Position identification records
----
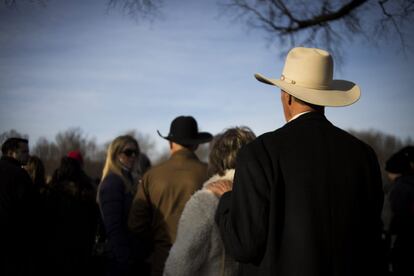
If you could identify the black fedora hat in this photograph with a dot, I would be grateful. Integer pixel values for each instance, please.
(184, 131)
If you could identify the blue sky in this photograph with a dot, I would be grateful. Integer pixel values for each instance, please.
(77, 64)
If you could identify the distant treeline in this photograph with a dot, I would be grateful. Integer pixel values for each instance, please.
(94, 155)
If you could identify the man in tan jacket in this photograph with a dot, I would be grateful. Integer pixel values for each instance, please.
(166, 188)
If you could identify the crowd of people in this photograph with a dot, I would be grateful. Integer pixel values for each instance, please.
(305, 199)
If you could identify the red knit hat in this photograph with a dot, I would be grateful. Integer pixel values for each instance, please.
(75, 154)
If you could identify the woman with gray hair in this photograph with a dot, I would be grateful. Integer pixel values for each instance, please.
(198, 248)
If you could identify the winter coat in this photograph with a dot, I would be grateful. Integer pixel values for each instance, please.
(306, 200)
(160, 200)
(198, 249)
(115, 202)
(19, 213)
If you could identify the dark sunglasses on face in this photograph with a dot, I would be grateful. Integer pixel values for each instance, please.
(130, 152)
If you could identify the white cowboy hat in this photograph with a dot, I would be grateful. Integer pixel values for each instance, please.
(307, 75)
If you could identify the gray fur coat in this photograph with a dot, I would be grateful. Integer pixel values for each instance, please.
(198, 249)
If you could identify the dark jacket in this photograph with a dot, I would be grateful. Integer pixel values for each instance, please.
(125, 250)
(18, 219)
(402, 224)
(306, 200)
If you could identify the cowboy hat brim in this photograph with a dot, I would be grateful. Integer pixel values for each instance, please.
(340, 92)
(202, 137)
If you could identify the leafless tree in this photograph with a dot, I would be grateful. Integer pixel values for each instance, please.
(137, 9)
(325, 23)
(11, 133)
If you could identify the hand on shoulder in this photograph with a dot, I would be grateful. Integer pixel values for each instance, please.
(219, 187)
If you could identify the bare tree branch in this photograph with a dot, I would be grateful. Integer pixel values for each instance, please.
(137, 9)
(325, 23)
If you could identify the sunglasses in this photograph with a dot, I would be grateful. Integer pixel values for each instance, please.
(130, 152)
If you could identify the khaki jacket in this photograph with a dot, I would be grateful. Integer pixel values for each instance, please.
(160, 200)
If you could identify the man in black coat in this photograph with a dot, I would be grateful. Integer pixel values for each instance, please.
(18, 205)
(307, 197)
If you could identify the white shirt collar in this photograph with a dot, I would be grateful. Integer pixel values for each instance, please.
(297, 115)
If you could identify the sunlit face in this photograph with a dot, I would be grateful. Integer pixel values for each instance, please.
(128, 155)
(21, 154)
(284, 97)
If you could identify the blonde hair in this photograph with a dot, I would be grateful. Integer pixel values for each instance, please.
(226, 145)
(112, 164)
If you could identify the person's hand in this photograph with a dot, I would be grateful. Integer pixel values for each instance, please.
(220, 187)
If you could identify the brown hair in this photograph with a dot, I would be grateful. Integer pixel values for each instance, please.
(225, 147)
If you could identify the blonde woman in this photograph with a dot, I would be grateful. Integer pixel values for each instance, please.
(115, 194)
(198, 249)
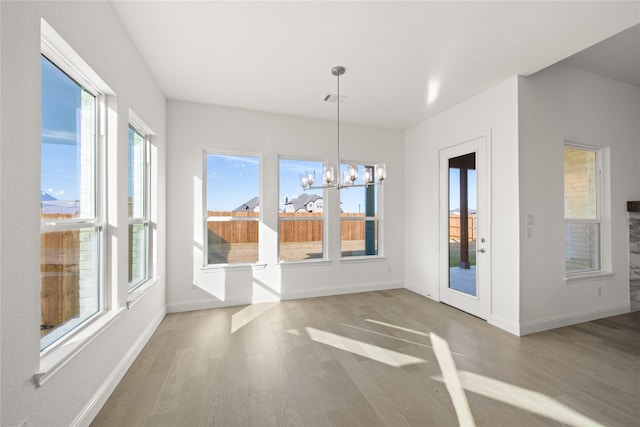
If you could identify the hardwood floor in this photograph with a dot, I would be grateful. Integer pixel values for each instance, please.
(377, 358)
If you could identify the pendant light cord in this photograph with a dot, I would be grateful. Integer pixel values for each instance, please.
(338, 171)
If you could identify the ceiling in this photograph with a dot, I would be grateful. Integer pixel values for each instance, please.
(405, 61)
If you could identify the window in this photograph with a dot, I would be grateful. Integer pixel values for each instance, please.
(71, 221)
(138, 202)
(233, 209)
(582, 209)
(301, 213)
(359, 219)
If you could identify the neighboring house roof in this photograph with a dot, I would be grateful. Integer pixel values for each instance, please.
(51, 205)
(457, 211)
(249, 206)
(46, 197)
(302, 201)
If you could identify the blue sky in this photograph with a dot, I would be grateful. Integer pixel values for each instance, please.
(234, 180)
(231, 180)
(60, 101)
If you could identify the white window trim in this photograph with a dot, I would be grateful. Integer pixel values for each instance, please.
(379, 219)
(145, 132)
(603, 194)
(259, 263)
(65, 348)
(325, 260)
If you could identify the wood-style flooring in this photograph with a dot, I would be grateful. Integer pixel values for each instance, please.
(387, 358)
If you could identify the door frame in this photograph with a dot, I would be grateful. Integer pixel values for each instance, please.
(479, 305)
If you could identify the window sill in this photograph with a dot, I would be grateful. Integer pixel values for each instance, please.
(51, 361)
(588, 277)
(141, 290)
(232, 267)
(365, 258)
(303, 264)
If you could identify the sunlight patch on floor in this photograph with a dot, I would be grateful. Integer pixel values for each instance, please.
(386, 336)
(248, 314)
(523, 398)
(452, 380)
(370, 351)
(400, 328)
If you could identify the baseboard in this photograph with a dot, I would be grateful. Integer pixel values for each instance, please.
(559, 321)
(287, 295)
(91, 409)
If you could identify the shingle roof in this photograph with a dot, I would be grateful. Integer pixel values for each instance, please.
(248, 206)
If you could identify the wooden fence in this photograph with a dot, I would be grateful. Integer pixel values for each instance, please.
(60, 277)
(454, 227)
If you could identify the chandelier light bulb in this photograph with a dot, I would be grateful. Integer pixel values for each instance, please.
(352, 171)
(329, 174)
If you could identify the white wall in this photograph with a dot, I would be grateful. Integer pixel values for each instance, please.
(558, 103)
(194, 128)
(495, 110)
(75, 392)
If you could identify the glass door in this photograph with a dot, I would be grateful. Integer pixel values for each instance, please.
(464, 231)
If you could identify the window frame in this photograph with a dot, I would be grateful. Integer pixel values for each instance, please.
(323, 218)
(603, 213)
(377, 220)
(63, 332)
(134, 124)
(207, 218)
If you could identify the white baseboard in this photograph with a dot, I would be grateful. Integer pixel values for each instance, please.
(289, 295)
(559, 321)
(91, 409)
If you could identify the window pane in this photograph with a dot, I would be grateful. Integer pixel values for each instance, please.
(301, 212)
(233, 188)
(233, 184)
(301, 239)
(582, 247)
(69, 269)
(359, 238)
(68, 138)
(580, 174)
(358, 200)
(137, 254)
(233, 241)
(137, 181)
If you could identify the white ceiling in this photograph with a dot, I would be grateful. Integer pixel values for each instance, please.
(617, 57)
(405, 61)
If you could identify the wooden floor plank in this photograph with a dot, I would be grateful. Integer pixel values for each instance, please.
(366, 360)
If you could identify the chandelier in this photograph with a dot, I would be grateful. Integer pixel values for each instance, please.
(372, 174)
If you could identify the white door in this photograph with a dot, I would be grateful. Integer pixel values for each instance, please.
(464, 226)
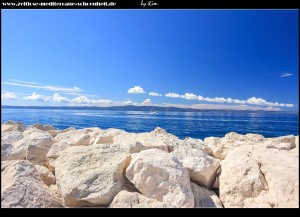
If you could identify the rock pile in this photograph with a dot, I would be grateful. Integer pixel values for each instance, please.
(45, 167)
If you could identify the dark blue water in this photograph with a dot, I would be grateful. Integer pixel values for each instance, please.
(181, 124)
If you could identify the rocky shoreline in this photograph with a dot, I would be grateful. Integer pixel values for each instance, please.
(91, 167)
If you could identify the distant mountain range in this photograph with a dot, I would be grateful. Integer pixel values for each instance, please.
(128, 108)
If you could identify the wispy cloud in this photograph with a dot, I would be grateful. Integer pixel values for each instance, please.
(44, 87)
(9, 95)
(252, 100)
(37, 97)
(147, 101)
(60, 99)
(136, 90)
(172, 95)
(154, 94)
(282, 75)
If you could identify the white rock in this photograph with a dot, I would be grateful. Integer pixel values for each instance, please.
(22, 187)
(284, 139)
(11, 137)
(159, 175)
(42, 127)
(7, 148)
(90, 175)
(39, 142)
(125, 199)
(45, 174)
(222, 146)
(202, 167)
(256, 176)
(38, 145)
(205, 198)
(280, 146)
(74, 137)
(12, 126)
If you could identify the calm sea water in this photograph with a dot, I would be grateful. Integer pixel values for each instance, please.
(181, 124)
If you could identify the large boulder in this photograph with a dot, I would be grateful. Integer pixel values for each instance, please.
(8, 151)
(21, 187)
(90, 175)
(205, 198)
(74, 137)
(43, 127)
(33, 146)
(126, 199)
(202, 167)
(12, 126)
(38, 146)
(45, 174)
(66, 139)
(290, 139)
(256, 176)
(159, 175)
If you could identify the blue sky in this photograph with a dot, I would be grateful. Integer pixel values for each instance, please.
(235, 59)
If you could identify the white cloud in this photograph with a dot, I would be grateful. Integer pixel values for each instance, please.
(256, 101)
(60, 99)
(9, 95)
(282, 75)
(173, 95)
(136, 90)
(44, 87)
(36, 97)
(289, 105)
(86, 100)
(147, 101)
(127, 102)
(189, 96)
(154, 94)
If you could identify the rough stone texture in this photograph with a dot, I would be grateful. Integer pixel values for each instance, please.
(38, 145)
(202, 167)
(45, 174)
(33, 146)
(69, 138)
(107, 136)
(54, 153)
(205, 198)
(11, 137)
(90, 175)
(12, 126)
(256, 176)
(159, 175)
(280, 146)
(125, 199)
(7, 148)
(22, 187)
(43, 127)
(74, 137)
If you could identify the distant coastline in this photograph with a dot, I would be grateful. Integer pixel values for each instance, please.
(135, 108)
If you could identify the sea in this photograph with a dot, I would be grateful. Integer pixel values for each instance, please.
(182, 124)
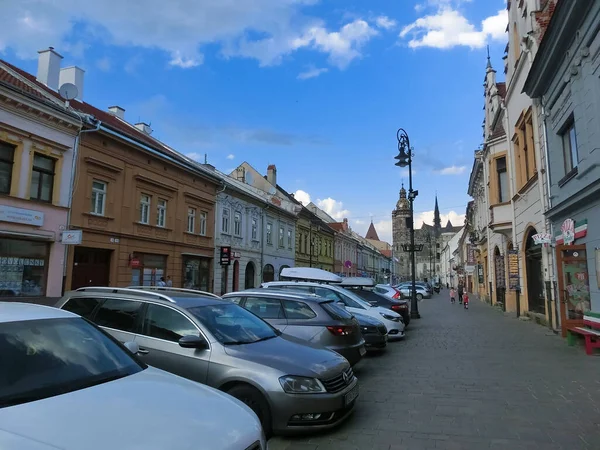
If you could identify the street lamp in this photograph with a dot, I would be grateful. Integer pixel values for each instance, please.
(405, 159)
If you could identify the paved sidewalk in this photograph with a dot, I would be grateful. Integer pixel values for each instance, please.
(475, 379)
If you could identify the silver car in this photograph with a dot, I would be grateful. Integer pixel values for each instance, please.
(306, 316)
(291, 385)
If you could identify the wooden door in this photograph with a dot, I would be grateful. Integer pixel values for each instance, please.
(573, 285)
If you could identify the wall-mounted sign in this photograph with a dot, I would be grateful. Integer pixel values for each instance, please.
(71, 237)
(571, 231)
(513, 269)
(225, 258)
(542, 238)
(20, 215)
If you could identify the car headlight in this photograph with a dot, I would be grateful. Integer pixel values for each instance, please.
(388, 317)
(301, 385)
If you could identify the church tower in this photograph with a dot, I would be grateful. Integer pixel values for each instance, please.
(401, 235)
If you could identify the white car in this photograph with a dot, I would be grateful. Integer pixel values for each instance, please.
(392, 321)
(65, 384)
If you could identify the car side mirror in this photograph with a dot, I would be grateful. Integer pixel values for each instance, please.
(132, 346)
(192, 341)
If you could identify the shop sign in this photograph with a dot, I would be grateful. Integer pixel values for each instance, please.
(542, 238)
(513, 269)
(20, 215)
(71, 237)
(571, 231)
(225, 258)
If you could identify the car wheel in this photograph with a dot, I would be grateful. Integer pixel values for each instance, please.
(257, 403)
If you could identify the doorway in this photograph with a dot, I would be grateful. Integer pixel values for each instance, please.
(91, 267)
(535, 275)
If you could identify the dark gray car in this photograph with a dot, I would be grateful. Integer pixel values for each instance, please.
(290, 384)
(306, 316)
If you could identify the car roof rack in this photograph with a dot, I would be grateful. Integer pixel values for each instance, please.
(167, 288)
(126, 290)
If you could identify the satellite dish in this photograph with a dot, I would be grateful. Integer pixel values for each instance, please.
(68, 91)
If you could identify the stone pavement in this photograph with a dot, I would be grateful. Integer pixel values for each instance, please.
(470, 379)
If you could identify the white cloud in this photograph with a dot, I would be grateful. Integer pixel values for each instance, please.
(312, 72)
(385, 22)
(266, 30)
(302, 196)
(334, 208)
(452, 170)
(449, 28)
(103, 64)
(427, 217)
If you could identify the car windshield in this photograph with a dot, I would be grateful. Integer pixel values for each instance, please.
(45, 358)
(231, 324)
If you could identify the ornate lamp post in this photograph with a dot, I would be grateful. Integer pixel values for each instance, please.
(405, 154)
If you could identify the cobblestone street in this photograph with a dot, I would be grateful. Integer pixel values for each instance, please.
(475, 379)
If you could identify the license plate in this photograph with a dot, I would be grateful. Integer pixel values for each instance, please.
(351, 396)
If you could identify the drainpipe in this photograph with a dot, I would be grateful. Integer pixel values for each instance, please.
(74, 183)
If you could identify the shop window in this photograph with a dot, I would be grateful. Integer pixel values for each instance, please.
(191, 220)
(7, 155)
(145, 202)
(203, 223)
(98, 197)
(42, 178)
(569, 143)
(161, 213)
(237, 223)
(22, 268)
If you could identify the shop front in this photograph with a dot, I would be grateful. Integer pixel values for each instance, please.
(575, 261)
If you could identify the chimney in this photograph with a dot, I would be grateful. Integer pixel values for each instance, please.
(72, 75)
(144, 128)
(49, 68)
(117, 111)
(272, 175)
----
### What the task requires
Look above for the line that holds "If you could identify the license", then copy it and each line after it exactly, through the last line of the data.

### Problem solution
If you could identify the license plate in this photograph with a dot, I would be grateful. Integer pixel values for each instance, please.
(351, 396)
If you could identify the drainpipe in this photograph with a dot, I would be grateful. Integer pixel values for each instance, please.
(74, 183)
If you could identify the shop window in this photograph with a dot, I would be grateful. Integer pixel values for each instance, please.
(191, 220)
(7, 155)
(145, 202)
(203, 223)
(98, 197)
(42, 178)
(569, 143)
(161, 213)
(237, 223)
(22, 268)
If you could identify the shop front in this photograph with a dot, I would be grateful. Integer pixel values for each instance, please.
(575, 261)
If you could identify the chimney in this photograph with a dot, I would be grateful. Integer pixel values for each instance, please.
(72, 75)
(144, 128)
(49, 68)
(117, 111)
(272, 175)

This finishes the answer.